* Begin EXCERPTED TEXT *

After Elections, Zimbabwe Government’s Legitimacy in Limbo

By Crisis Group

Zimbabwe’s disputed elections have reinforced political divisions as the Constitutional Court hears an opposition challenge of the results. The military crackdown on opposition protesters highlights the urgency of reform if the government is to preserve stability and, by extension, its re-engagement strategy with international donors.

The Zimbabwean government posited that the first elections after the November 2017 ouster of Robert Mugabe would enhance the state’s credibility and strengthen the country’s prospects for economic recovery. Voters responded in kind, heading to the polls in unprecedented numbers. The results, however, confirmed that the country is deeply divided, with the opposition contesting the electoral commission’s determination that Emmerson Mnangagwa won the presidency. Several parliamentary challenges are also underway in separate petitions. The opposition is accusing the electoral commission of bias and fraud in its legal petition to overturn the election results. The Constitutional Court is expected to announce its judgment in the case later in August.

Divisions deepened further after soldiers fired live ammunition upon protesters in the streets of Harare for the first time. The president and senior ruling party figures called for calm, blaming the opposition for the violence, yet remained conspicuously silent about any malfeasance on the security forces’ part. These conditions are a recipe for further unrest.

The Zimbabwean government’s credibility is in jeopardy.

The Zimbabwean government’s credibility is in jeopardy – as is the international good-will generated by Mugabe’s departure. If it is to resuscitate momentum toward its vaunted goals of re-engagement and recovery, the government should hasten to demonstrate both at home and abroad that it is serious about reform and national unity. It should work harder to include the political opposition and other interested parties in its deliberations, act on its commitments to transparency and accountability, and take concrete steps toward strengthening civilian oversight over the security sector.

A Closely Watched Vote
On 1 August, the electoral commission announced that the ruling Zimbabwe African National Union-Patriotic Front (ZANU-PF) had won a two-thirds majority in parliament: 144 seats to the Movement for Democratic Change (MDC) Alliance’s 64, reflecting a gain and loss of fifteen seats, respectively, compared with 2013. The commission has not provided an aggregated breakdown of actual votes per party. Unconfirmed assessments give ZANU-PF about 54 per cent of the parliamentary vote. The commission has not made public the results of local government polling.

* End EXCERPTED TEXT *
* Begin DATASET EXCERPTS *

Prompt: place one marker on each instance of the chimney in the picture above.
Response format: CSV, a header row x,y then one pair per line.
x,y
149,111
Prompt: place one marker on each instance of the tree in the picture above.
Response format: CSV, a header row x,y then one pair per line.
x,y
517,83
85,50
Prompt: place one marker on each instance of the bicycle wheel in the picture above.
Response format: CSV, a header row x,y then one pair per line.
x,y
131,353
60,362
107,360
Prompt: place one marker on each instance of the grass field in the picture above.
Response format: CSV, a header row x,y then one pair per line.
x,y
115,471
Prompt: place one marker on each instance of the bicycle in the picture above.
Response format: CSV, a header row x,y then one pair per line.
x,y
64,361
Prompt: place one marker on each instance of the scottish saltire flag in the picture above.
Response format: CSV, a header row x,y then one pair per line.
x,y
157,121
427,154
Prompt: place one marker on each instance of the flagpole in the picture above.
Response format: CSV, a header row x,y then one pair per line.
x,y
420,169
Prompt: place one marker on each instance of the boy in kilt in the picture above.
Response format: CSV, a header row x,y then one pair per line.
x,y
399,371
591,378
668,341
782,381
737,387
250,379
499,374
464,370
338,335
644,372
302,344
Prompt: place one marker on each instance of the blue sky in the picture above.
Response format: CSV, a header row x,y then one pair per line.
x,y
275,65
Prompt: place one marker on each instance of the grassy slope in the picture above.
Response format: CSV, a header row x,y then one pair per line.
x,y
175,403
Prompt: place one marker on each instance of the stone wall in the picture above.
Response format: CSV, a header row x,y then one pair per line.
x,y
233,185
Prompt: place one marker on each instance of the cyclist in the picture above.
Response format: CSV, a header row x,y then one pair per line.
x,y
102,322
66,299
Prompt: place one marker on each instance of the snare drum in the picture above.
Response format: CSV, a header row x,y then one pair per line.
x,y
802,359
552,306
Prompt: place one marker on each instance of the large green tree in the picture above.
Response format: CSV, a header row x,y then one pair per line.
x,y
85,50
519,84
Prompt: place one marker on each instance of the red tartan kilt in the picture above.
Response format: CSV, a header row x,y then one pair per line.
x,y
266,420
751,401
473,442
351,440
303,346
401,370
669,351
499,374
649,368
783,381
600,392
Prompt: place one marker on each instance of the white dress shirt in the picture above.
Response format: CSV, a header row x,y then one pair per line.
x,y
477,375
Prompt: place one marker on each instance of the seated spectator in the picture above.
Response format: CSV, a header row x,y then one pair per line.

* End DATASET EXCERPTS *

TASKS FOR THIS EXERCISE ▸
- a) In the Zimbabwe elections article, begin at the words "Divisions deepened further" and stop after "is in jeopardy.", writing that stretch out with "soldiers" replaced by "troops".
- b) According to the Zimbabwe elections article, how many parliamentary seats did the electoral commission announce ZANU-PF had won?
The rows above come from a separate source, unrelated to the Zimbabwe elections article.

ANSWERS TO THE PROBLEMS ▸
- a)
Divisions deepened further after troops fired live ammunition upon protesters in the streets of Harare for the first time. The president and senior ruling party figures called for calm, blaming the opposition for the violence, yet remained conspicuously silent about any malfeasance on the security forces’ part. These conditions are a recipe for further unrest.

The Zimbabwean government’s credibility is in jeopardy.

- b) 144 seats